## What you should do
Repeat every entry word for word, but leave the images out of your copy.

## Dataset entries

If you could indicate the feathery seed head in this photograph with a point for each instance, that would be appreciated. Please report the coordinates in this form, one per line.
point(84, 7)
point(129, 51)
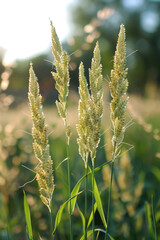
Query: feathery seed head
point(90, 108)
point(61, 76)
point(44, 171)
point(118, 88)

## Response for this exercise
If you could indicate the feathery seed head in this photograph with a point for each instance, that would be appreciated. Please report the coordinates in this form, one per line.
point(84, 7)
point(129, 51)
Query: feathery seed head
point(90, 108)
point(61, 76)
point(44, 171)
point(118, 88)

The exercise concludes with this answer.